++++ Given passage ++++

Photo: Jae C. Hong/AP

Baseball agent Scott Boras was a guest on Jonah Keri’s podcast this week for an hour-and-a-half conversation that managed to be as dense as it was sprawling. Boras talked about the issues with a hypothetical international draft, suggested the idea of giving more money to prospects who aren’t in college, and didn’t pass up a chance to gush about his client Matt Wieters, who’s currently a free agent. A few excerpts:

On signing international players based off limited showcases:

It’s kind of like mail-order brides. You’re going off one dimension—are they a pretty girl—and then you’re buying them without knowing the psychology of someone you’re going to live with the rest of your life.


A lot of the Cuban players that have come over, we’re probably seeing about $300 million sitting in the minor leagues because we’ve done the mail-order technique.


The data clearly shows that those that are familiar with our culture are more than likely going to be much more efficient.

On the viability of an international draft and why Japanese and Korean players are a better bet for teams:

The problem with the international draft? There will never be an international draft because Mexico, Korea, Taiwan, Japan will never will allow its jurisdictional sovereignty to be given control to Major League Baseball because we have existing treaties. So which countries don’t have treaties? Only the impoverished, only the Third World, only those that are not in a position as a sovereignty to negotiate for the talent that is there and preserve the rights structure of their own leagues and what they do. I believe the international process is far better served by what we do with Japan and Korea and Taiwan.


Why are we not recruiting all these great young players that are going to Korean baseball? And the answer is the cultural component is taken care of by their own design in their own country. If they’re worthy, talent-wise, at 23 or 24 or 25 to come here, the surety of the execution of our investment is so much greater and we don’t want to, in any way, eliminate the process by which that’s evolved for so many so successfully.


Now, granted, the Dominican has no formidable leagues, Venezuela has no formidable leagues, that’s the argument for some sort of resource that allows them an opportunity. But I really believe it’s up to their countries. Their countries have to evolve something so that they can figure out that this draft structure is prohibitive to the true value of our sovereignty. Let them be free agents because that’s what’s best for our young men that we grow up, and their families, and maybe our government cause they may make enough money to have an impact on a their community.


On why the collusion era was so bad for parity:

And when we were going through the collusion process, the thing that was the most revealing, that illustrated the unfairness, was the very rudiment of the game itself: the talent. All the players went to Minnesota. Rave reviews for the management of the Minnesota Twins, cause they had plenty of money to sign five or six stars. What did collusion do for the game? It just removed parity from the system cause players said, “I’m going to go win if I can’t get appropriately paid.” Ironically, the players’ desire to win proved the point that none of this is good for the game cause parity is completely removed when you have an artificial value structure attached to talent.

++++

#### Request:
Pick up the article on Scott Boras's podcast interview after its last sentence and continue it.

++++ Listing ++++

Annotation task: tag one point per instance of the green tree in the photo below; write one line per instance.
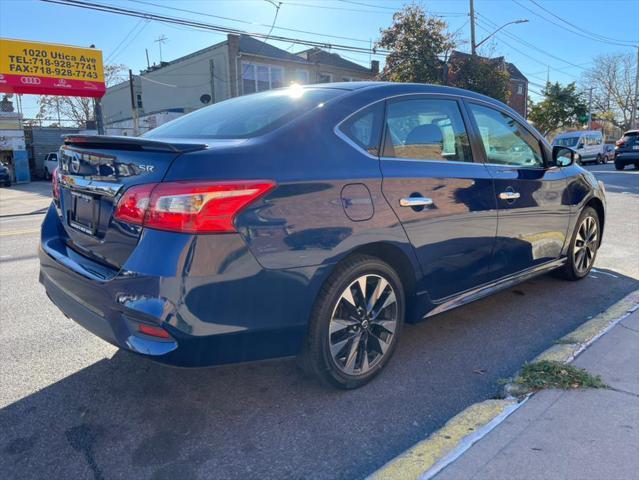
(479, 74)
(416, 42)
(560, 108)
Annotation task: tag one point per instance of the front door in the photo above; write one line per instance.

++++

#### Answer to the problem:
On hatred from fans:

Every fan of a team, my role in the game for them is never positive. Cause remember, if the free agent goes to the city, that’s his decision. If the free agent leaves the city, that was my decision. And the athlete shouldn’t wear the horns of one team to the next. And if I get a competent contract for an athlete, that is viewed as something that takes away from their owner’s ability to go out get other athletes and make their team better. Now without knowing the landscape of the financial landscape of each franchise, it’s certainly going to appear that my role is anti-their team.


A counterintuitive solution to the minor league living wage debate that I’m pretty sure I do not buy into:

The rule should be: sign seniors, unless they’re really really good, let them go to college. You get college players for $1,500 a month, but anytime you sign a player without a college degree, anytime you do that, you gotta pay them $3,000 a month. The reason is, I want the incentive, the onus, on “I’ll take a college player.” You go out, you get a degree, you can rough it up for four or five months, as long as you want to take your change in baseball, you’re not spending a lot of money on those guys, you can service the minor leagues, get some good ballplayers to play low A, Rookie Ball along with your prospects, and do it at half the cost. But wait until they finish school. Then go get them. If you don’t want to do that, you want to take the risk because you think there’s a proprietary value to it, then you have to pay them $3,000 a month on entry. High schoolers, you have to pay them double. Simple rule, you want to save money, get most college seniors, get mostly guys that have exhausted their academic eligibility, then you get to pay them half.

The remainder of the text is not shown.